▶ **Tasks to perform**:
• a. Rewrite the regression tool discussion from "If you want" to "can be helpful.", replacing "productivity" with "focus".
• b. Continue the forum thread about the online regression tool from where it stops.

▶ **Text for analysis**:
********
There are plenty of other online regression tools out there. I kind of feel bad adding another one to the fray. But honestly, none of the other ones did any graphing, and most wouldn't show you a model's predictions with residuals.
1. I hope this is useful
2. If it's useful, maybe I will get a few edu links ;)
Wow, you guys really have been busy :)
Will this tool be available free or will it just be for Pro members?
Like Page Strength, it will be free to run 1-2X per day, then require a PRO account to access more.
Nick, you rock. Great post and great tool.
If you want to come and work in London at any point, let me know (sorry Rand).
You've now killed my productivity twice in one morning - between this and your email.
Have you guys checked out SEOintelligence? It's another great tool to take a look at for regression analysis and SEO tracking purposes.
Aren't a lot of these variables co-linear, and as such "hard" to calculate with, as individual predictors may have weird results on the outcome?
I wish someone would answer this question from joost.
Hi,
Do you have another example in concrete, for example putting the metrics together from comparision of domains by linkscape?
An step by step help page can be helpful.
Thanks,
you could really just grab excel and do some regressions with the data points made available via the tools on here. a quick excel regression tutorial like the one at https://phoenix.phys.clemson.edu/tutorials/excel/regression.html can get you rolling.
I did not understand, I have a bit of confusion.
Regression analysis tool is available in microsoft excel as well. Under Tools ---> Data Analysis ---> Regression. Why are you creating a new one?
While using regression analysis apart from standard error, you should look at the significance number as well. And make sure not to include 2 factors that have a high level of correlation between themselves like pagerank and number of links. Else you may end up with absolutely wrong conclusion.
You make a great point about Excel's tools (as long as you install the data analysis pak). I've done a lot of work with it.
However, I found that for the application where I'm trying to take a set of know datapoints and extrapolate between them, it's nice to have a single, free tool which computes several models, along with RMSE, and graphs the functions with one click.
I know this is an old thrad now but.... do you knwo of (or are you developing) a non-linear regression tool that does high (6) order polynomials?
I would love to find some PHP app app the does high order polynomials.
********
▶ **Entries supplied**:
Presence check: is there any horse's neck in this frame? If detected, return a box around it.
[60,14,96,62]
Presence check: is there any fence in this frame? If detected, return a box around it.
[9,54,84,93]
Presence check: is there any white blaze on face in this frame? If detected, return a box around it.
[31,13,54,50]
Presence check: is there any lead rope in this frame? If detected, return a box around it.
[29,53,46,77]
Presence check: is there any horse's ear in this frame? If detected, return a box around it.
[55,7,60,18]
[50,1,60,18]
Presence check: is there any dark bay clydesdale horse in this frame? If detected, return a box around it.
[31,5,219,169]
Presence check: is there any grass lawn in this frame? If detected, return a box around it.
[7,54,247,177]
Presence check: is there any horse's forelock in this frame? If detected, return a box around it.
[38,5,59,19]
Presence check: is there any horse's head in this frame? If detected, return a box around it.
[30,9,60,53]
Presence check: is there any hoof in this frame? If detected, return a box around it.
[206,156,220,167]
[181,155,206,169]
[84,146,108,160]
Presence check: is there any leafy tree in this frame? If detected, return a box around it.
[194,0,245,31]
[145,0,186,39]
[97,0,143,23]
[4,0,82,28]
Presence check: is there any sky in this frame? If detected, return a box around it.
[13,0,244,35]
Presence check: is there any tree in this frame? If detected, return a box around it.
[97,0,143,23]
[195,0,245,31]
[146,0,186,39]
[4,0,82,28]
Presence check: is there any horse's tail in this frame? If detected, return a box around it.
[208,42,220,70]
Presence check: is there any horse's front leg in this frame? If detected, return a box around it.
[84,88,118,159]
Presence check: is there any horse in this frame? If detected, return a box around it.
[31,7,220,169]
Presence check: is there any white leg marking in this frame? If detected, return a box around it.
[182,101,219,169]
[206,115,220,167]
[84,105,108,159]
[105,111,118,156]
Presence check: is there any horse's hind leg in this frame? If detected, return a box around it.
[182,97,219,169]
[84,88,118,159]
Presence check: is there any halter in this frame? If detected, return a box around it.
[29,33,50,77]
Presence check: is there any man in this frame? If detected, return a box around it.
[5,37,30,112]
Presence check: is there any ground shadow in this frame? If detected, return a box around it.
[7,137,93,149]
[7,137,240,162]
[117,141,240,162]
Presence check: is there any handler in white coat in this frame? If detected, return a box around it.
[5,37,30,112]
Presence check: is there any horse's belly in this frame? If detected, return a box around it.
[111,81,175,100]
********
▶ **Answers to the exercises**:
• a.
If you want to come and work in London at any point, let me know (sorry Rand).
You've now killed my focus twice in one morning - between this and your email.
Have you guys checked out SEOintelligence? It's another great tool to take a look at for regression analysis and SEO tracking purposes.
Aren't a lot of these variables co-linear, and as such "hard" to calculate with, as individual predictors may have weird results on the outcome?
I wish someone would answer this question from joost.
Hi,
Do you have another example in concrete, for example putting the metrics together from comparision of domains by linkscape?
An step by step help page can be helpful.

• b.
Sounds really interesting, Nick. I'll be curious to see how you work the results into the new tools. I've actually been playing around with some multivariate regression models for SEO lately, and it's really starting to sink in for me just how much the impact of different variables varies widely across industry, competitive landscape, site size, and other situational variables.
This takes me back to 2nd year stats analysis class.
Who know I'd ever need to use that stuff again and here you go talking it all that step further.
Fab! Well done and THANKS!
This is great... of the charts in mindnumbingness, but in a good way. And I'm sure this is just the start of seeing the tools stepping up to the next level.
Although this stuff has always given me brain cramps it is extremely valuable (don't tell my stats prof I said that :) ) It's invaluable having a way to graphically express your point, especially to those who may not have the same in depth understanding of the environment.
Some may argue with me on this one...but I always found excel to be pretty easy to use for this type of analysis as well.
Great tool!!
Hi Rand, I don't know if it is just for me, but the results I have been getting from the SEO Pro Tools are very poor. For example the backlink anchor text analysis only gives a few results (50) for a Site that has thousands of links, and the same with others, I have mentioned this to you before. Please check on this issue. Thanks.
We have been looking into it and I think our solution, at least with backlink anchor text, is going to be to use some different systems for grabbing data. That's part of our October release as these things take a long time to develop if you want them scalable.
In the meantime, though, the Trifecta tool is launching next week, and to date, it's given us extremely fast, very accurate results, which we expect will make it one of the most valuable tools in the collection very quickly.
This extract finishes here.